(Exercise goal)
Retype everything from the start of the items below down to the line containing "[996, 173, 1175, 230]", including both ends. Leave the pictures out.

══════════════════════════════

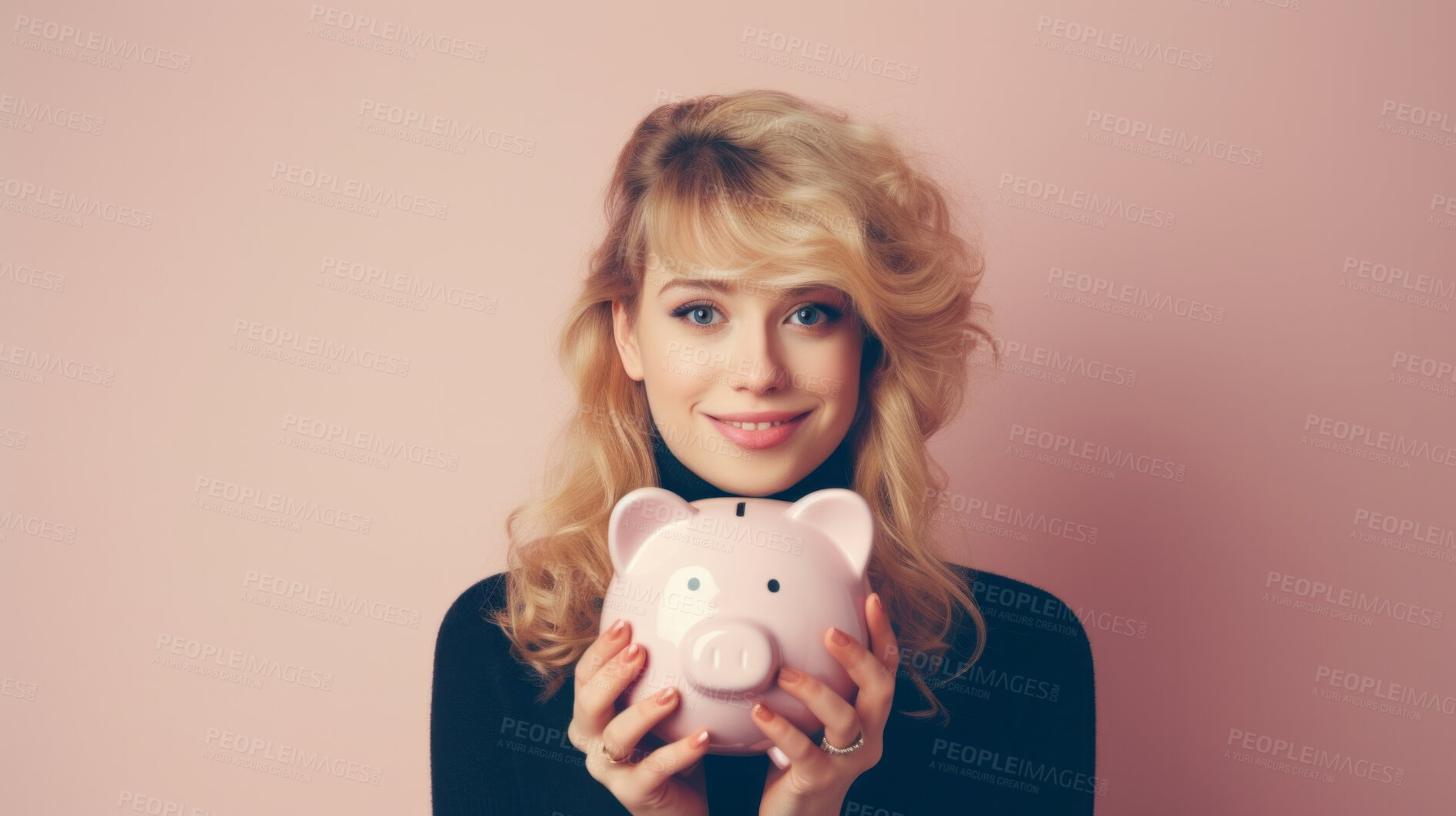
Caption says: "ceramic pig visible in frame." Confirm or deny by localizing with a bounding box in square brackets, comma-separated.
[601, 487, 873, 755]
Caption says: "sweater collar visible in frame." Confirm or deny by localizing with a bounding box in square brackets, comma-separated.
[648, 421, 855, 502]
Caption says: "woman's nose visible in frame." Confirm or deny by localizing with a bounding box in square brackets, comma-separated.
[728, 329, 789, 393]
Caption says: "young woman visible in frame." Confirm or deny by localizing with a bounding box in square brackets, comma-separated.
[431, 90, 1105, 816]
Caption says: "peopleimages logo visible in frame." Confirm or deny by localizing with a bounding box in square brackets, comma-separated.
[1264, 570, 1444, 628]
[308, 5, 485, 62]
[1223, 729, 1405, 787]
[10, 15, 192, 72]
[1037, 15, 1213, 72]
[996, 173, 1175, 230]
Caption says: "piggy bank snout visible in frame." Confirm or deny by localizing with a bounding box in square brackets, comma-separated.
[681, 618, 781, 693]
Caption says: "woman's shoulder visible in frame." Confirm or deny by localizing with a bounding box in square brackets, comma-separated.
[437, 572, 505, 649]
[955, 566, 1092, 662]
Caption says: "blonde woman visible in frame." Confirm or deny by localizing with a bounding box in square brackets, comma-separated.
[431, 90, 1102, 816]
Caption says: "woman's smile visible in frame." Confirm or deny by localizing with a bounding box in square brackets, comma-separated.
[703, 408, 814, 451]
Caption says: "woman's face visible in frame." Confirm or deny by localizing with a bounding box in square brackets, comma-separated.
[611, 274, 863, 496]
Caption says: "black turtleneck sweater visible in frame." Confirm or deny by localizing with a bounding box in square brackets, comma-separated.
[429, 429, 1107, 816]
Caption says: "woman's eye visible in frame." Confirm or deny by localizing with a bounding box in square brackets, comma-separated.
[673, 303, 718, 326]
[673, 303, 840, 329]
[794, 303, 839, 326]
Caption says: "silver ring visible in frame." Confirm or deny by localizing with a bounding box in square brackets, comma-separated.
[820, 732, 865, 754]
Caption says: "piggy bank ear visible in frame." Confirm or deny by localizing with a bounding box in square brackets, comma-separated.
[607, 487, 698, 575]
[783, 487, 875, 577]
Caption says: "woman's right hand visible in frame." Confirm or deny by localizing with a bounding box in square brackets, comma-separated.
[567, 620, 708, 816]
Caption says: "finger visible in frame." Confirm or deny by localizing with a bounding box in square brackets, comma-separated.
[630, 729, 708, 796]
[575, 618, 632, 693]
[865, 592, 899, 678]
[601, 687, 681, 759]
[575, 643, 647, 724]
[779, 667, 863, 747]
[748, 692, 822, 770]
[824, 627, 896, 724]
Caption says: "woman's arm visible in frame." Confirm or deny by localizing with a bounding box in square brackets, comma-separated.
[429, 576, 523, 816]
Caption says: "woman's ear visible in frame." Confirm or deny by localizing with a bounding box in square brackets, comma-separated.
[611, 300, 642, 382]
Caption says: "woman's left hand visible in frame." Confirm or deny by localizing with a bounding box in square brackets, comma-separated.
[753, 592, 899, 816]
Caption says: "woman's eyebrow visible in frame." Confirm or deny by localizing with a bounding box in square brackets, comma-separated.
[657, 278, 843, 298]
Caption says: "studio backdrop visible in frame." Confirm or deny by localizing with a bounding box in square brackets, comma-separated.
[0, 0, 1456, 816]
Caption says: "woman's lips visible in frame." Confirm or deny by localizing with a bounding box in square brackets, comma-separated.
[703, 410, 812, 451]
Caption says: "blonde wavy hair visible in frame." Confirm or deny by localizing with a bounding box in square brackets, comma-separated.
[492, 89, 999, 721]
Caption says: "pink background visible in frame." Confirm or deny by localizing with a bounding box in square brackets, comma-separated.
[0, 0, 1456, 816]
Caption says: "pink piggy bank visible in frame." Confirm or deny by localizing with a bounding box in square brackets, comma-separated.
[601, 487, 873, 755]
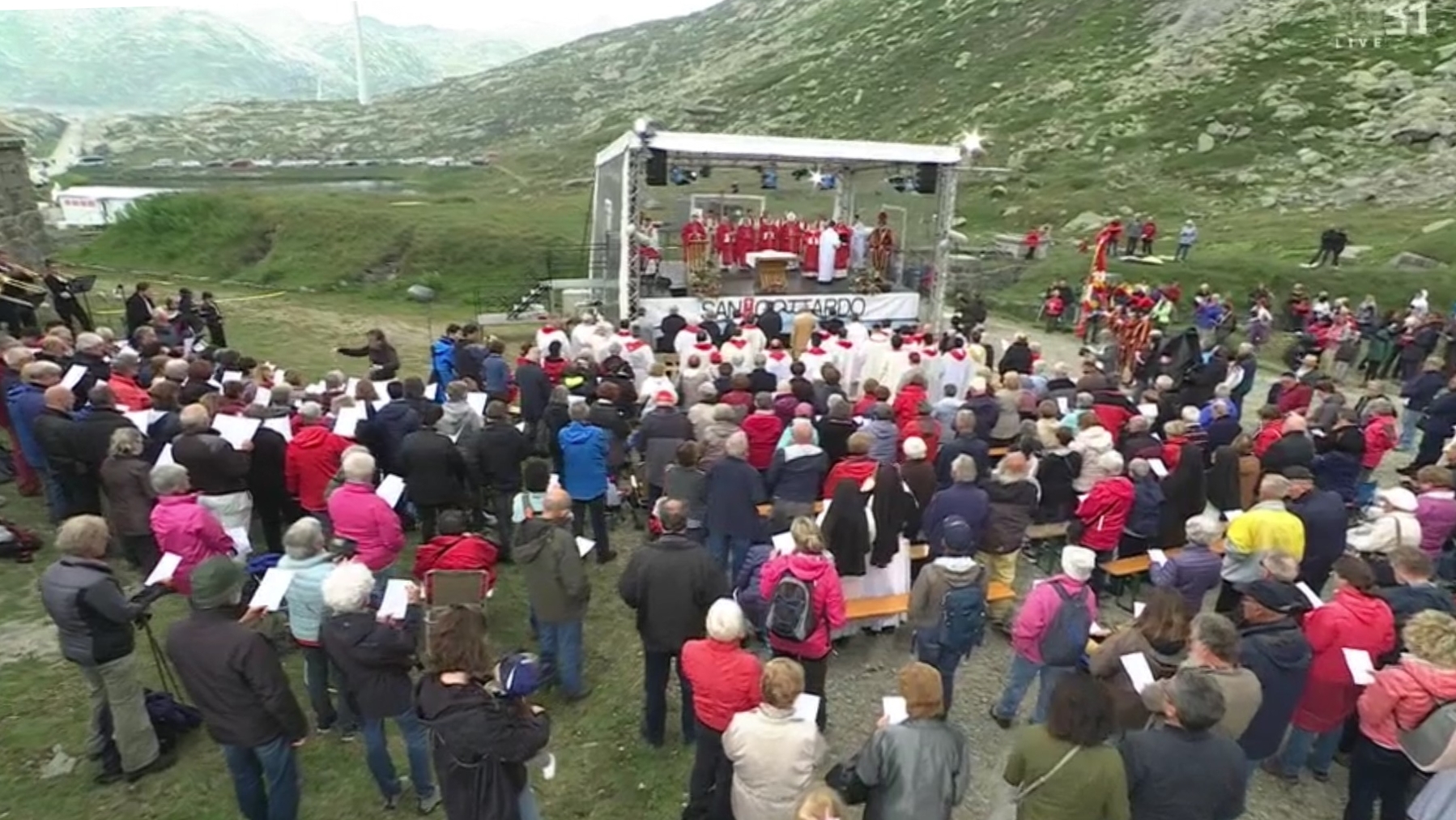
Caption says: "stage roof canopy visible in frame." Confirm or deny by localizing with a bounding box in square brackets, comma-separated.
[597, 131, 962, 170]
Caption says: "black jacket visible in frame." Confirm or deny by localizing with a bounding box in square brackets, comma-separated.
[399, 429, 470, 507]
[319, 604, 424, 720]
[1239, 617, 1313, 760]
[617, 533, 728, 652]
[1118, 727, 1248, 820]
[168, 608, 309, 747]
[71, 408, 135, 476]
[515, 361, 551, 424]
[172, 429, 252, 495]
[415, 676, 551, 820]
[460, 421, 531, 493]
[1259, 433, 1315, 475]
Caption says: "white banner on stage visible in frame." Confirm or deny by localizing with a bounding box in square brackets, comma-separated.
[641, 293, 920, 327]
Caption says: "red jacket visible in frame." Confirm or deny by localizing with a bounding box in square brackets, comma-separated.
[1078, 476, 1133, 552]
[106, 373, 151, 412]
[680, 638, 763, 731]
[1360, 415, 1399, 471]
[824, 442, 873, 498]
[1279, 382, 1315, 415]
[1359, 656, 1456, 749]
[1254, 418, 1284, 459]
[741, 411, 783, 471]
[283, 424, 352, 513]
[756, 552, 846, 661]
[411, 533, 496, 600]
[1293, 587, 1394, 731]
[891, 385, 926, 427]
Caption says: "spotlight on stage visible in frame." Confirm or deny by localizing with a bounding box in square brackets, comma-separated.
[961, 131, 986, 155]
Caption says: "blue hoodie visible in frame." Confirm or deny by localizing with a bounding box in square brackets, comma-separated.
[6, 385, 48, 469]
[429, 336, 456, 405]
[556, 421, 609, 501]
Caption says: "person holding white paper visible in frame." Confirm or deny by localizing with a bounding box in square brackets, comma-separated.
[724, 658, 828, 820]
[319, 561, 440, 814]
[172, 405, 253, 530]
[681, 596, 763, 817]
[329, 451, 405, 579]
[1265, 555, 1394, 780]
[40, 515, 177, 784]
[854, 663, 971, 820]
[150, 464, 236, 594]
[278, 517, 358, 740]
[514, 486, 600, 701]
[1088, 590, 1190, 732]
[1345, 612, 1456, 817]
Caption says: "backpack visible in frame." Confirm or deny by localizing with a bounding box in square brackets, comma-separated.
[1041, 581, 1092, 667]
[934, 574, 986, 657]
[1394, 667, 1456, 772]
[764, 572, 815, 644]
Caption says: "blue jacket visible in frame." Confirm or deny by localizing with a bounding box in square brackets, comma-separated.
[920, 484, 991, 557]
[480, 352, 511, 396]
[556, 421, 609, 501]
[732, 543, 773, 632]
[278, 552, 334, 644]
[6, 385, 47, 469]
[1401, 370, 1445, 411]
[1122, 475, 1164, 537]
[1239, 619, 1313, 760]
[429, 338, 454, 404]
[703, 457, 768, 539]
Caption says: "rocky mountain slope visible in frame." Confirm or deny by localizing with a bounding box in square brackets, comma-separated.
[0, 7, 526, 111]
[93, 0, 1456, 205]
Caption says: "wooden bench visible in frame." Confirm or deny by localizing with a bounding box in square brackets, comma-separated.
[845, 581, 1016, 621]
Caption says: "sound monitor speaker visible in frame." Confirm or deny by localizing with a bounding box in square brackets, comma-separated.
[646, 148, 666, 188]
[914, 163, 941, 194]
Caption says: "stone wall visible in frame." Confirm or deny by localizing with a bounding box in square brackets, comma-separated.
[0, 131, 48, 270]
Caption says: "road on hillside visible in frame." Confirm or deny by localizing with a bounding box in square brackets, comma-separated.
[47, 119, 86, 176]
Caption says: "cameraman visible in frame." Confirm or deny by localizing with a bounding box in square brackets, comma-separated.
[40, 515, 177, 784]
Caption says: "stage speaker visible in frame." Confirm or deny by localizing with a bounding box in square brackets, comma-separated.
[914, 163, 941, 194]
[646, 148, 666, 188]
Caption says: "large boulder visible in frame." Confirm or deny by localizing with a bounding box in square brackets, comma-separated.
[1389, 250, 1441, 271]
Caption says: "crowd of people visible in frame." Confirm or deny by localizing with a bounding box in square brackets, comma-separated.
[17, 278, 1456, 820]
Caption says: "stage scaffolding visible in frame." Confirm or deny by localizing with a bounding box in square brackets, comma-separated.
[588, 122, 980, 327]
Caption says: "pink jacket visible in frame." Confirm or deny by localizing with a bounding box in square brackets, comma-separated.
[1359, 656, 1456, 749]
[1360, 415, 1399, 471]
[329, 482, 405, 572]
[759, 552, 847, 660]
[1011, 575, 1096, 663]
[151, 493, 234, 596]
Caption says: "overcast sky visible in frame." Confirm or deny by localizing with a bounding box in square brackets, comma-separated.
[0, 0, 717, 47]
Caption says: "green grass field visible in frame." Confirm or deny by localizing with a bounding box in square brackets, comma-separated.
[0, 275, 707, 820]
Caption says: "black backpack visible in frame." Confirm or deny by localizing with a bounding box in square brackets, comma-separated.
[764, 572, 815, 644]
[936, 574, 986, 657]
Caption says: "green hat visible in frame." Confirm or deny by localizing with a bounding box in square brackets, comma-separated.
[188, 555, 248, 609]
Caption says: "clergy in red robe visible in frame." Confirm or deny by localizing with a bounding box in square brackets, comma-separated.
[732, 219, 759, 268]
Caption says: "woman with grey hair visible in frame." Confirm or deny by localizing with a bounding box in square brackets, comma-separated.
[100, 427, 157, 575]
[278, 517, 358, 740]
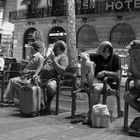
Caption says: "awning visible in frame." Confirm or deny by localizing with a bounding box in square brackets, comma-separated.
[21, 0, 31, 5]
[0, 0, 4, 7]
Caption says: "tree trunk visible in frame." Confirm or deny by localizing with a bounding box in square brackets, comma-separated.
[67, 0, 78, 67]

══════════════════════════════

(Correct output)
Caption says: "ceramic pig visible in frame." Confirm or deny by localizing with a bounding box in square brackets, comma-separated.
[601, 487, 873, 755]
Caption says: "sweater collar visible in frame." Confirm or deny by localizing with a bounding box in square brackets, comma-separated.
[648, 421, 855, 502]
Caption says: "woman's nose visible in frame." Confirm or deny by localizing with a bounding box in square brackets, comma-separated.
[728, 329, 789, 393]
Caption says: "young woman visible in frame." Confirm or deny by localizing with a bounding box in square brackets, comma-separated.
[431, 90, 1105, 816]
Caption says: "peopleimages logo visible in frame." Confirm or deny by localizing with a bounding box in square brackets, comma-separated.
[1264, 570, 1444, 628]
[308, 5, 485, 62]
[1223, 729, 1405, 787]
[10, 15, 192, 72]
[1037, 15, 1213, 72]
[996, 173, 1175, 230]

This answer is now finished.